(Records provided begins)
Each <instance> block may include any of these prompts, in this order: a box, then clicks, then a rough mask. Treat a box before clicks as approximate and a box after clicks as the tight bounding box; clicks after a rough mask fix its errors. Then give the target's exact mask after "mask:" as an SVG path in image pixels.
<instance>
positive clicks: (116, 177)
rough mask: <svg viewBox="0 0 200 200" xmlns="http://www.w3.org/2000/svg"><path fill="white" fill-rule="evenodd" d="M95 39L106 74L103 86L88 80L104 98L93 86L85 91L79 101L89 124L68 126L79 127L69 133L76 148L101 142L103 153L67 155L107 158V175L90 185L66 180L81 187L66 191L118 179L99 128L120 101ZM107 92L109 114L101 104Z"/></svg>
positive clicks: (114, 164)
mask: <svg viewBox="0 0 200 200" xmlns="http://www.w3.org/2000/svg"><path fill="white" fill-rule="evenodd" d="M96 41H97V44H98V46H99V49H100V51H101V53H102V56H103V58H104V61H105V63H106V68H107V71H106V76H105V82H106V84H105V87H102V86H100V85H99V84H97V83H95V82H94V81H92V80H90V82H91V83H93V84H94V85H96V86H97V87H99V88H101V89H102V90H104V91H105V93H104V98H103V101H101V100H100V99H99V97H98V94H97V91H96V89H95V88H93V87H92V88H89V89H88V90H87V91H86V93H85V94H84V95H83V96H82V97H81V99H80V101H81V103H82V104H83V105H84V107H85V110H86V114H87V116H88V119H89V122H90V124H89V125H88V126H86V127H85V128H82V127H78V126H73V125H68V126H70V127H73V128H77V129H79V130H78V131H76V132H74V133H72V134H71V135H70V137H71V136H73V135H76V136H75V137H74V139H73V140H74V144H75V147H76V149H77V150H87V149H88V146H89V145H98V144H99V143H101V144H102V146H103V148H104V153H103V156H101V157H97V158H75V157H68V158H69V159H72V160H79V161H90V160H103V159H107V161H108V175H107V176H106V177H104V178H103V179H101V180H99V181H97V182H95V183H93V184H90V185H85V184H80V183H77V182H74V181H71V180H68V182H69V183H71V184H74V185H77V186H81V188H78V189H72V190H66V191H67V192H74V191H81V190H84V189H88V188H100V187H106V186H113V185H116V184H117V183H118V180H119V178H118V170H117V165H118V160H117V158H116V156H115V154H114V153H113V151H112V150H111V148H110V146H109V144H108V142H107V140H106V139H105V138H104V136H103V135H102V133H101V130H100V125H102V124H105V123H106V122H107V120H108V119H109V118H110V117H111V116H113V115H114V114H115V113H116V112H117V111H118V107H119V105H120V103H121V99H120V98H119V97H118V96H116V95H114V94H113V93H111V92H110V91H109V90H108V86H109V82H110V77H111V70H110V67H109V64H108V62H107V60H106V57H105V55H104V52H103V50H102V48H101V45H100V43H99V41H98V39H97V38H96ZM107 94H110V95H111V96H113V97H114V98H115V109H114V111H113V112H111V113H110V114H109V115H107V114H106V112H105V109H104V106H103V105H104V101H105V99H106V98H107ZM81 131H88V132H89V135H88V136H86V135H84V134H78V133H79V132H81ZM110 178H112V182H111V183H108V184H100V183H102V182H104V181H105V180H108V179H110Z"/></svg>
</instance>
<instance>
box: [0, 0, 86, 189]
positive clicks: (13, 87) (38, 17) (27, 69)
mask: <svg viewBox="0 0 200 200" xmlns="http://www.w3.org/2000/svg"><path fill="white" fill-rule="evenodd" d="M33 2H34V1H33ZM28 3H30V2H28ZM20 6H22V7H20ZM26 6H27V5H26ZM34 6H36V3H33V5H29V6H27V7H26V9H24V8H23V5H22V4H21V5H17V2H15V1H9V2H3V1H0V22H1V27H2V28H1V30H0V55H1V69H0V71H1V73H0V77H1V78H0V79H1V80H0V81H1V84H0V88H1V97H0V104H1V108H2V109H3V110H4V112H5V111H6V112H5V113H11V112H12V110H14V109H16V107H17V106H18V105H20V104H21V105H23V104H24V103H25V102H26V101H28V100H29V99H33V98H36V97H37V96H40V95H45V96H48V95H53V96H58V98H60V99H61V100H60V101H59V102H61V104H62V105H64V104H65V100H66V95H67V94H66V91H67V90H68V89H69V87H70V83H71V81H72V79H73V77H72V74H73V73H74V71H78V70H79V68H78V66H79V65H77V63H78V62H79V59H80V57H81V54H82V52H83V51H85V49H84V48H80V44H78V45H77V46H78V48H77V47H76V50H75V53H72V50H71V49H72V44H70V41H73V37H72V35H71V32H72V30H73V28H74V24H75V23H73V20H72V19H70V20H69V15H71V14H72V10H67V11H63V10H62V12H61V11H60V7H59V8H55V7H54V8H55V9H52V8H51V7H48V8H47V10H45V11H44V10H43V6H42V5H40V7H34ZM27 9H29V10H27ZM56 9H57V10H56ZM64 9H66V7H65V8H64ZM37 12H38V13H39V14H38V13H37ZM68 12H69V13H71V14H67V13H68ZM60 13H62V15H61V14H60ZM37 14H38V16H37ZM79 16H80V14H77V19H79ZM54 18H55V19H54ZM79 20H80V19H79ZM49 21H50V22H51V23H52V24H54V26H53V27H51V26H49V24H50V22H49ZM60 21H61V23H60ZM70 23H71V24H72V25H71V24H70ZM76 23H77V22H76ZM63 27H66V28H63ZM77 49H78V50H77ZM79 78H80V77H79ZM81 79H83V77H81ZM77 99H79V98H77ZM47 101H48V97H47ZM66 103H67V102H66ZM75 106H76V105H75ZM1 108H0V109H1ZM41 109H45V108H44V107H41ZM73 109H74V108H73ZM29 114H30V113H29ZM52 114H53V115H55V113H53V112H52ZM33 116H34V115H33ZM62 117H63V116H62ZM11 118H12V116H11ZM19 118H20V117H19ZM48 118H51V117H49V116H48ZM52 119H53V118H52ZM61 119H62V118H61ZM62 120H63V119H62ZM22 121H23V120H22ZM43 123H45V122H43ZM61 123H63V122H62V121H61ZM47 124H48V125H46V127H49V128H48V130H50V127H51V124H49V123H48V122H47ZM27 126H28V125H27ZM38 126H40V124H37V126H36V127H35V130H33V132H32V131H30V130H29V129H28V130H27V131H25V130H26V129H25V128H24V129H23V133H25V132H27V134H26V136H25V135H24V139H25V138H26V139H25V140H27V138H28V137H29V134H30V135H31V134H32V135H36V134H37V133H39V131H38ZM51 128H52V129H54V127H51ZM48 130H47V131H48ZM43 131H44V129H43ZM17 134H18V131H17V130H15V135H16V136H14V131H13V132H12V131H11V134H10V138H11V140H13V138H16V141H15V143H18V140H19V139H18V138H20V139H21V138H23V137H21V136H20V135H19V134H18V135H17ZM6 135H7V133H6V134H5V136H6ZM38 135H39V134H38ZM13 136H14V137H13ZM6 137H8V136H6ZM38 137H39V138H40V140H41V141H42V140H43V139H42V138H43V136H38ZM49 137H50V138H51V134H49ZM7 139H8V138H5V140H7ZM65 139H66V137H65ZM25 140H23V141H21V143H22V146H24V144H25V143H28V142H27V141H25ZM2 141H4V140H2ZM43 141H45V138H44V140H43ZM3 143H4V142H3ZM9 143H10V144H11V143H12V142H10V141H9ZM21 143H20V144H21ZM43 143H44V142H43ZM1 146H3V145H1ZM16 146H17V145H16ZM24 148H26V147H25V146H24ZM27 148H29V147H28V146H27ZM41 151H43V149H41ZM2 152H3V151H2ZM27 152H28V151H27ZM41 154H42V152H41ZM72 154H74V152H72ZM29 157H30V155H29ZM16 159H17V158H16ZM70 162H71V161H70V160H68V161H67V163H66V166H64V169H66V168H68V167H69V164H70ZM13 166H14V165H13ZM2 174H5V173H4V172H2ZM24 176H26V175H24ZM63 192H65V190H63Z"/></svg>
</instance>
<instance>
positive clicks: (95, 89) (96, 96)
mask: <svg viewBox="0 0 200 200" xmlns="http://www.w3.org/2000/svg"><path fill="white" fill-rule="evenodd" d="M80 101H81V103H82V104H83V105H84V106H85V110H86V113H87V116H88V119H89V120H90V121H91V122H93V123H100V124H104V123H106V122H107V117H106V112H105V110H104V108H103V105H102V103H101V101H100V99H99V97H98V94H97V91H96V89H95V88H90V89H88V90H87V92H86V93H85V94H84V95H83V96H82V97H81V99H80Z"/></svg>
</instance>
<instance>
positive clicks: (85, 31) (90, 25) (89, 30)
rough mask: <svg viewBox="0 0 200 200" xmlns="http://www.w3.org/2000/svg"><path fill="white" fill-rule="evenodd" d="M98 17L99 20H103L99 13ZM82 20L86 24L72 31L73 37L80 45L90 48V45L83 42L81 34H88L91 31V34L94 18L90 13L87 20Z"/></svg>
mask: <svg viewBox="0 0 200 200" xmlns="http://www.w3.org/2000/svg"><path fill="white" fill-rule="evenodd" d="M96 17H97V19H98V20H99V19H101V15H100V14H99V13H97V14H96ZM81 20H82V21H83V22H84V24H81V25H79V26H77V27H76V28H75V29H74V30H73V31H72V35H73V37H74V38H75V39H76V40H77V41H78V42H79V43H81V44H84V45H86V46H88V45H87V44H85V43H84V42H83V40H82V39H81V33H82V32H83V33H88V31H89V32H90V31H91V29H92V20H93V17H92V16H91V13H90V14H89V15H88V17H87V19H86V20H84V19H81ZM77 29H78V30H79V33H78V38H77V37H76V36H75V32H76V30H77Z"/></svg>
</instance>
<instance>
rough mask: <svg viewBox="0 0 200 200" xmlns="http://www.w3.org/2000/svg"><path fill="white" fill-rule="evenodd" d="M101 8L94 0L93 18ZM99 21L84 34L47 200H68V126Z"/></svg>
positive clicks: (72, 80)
(Records provided ends)
(Records provided begins)
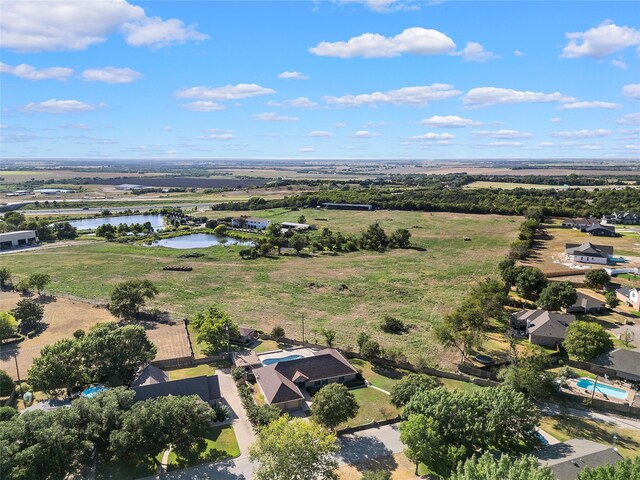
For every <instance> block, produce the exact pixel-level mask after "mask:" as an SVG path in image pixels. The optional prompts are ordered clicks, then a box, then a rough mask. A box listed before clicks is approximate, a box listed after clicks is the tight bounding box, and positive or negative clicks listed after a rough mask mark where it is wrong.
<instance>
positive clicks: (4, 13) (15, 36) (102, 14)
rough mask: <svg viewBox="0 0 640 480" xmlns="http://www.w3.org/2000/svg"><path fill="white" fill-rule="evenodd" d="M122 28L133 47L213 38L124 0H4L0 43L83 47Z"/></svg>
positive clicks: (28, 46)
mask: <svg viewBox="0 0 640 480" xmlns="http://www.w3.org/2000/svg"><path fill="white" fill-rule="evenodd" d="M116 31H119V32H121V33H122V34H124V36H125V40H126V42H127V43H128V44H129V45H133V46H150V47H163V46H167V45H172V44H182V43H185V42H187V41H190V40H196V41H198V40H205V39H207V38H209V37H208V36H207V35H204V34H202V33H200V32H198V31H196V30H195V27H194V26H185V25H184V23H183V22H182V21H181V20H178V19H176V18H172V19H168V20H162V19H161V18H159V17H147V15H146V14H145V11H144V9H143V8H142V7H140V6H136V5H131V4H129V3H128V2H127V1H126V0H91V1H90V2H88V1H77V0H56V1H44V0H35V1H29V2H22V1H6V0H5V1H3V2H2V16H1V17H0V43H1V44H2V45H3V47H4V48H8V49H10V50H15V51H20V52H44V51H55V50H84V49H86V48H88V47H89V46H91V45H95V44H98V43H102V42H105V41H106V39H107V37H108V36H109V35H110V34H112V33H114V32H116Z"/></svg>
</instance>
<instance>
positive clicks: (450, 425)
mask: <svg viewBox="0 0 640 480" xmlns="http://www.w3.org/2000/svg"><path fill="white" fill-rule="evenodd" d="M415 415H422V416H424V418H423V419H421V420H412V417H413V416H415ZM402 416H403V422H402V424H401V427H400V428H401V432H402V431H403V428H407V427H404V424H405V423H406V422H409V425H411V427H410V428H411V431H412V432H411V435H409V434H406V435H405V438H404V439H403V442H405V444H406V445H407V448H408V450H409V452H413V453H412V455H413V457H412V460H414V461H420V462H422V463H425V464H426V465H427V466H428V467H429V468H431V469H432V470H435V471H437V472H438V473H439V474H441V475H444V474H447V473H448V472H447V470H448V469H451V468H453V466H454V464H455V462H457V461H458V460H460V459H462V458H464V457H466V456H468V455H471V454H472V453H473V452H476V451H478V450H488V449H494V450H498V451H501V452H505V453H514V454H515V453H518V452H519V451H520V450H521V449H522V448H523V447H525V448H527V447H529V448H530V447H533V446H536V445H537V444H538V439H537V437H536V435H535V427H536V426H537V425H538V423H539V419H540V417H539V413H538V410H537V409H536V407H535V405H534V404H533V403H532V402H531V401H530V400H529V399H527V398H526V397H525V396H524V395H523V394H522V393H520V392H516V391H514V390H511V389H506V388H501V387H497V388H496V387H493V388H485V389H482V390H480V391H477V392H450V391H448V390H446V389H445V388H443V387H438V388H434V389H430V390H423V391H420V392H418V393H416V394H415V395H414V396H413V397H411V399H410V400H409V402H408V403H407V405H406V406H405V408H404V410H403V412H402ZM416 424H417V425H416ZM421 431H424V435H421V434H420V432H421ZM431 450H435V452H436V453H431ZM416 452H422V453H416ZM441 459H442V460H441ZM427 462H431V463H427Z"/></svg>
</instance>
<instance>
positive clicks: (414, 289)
(Records provided ends)
Exercise goal:
The answer is the lines above between the line holding "positive clicks: (85, 31) (90, 25) (89, 30)" and the line holding "positive clicks: (72, 80)", inclusive, each written out exactly, and no others.

Task solution:
positive clicks: (85, 31) (90, 25) (89, 30)
rough mask: <svg viewBox="0 0 200 200" xmlns="http://www.w3.org/2000/svg"><path fill="white" fill-rule="evenodd" d="M98 17L99 20H103L99 13ZM82 20L86 24L72 31L73 37L80 45L90 48V45L83 42L81 34H88L91 31V34L94 18L90 13L87 20Z"/></svg>
mask: <svg viewBox="0 0 200 200" xmlns="http://www.w3.org/2000/svg"><path fill="white" fill-rule="evenodd" d="M96 17H97V19H98V20H99V19H101V15H100V14H99V13H97V14H96ZM81 20H82V21H83V22H84V24H81V25H79V26H77V27H76V28H75V29H74V30H73V31H72V35H73V37H74V38H75V39H76V40H77V41H78V42H79V43H81V44H84V45H86V46H88V45H87V44H85V43H84V42H83V40H82V39H81V33H82V32H83V33H88V31H89V32H90V31H91V29H92V20H93V17H92V16H91V13H90V14H89V15H88V17H87V19H86V20H84V19H81ZM77 29H78V30H79V33H78V38H77V37H76V36H75V32H76V30H77Z"/></svg>
</instance>
<instance>
rough mask: <svg viewBox="0 0 200 200" xmlns="http://www.w3.org/2000/svg"><path fill="white" fill-rule="evenodd" d="M101 8L94 0L93 18ZM99 21L84 34L47 200H68V126Z"/></svg>
positive clicks: (72, 80)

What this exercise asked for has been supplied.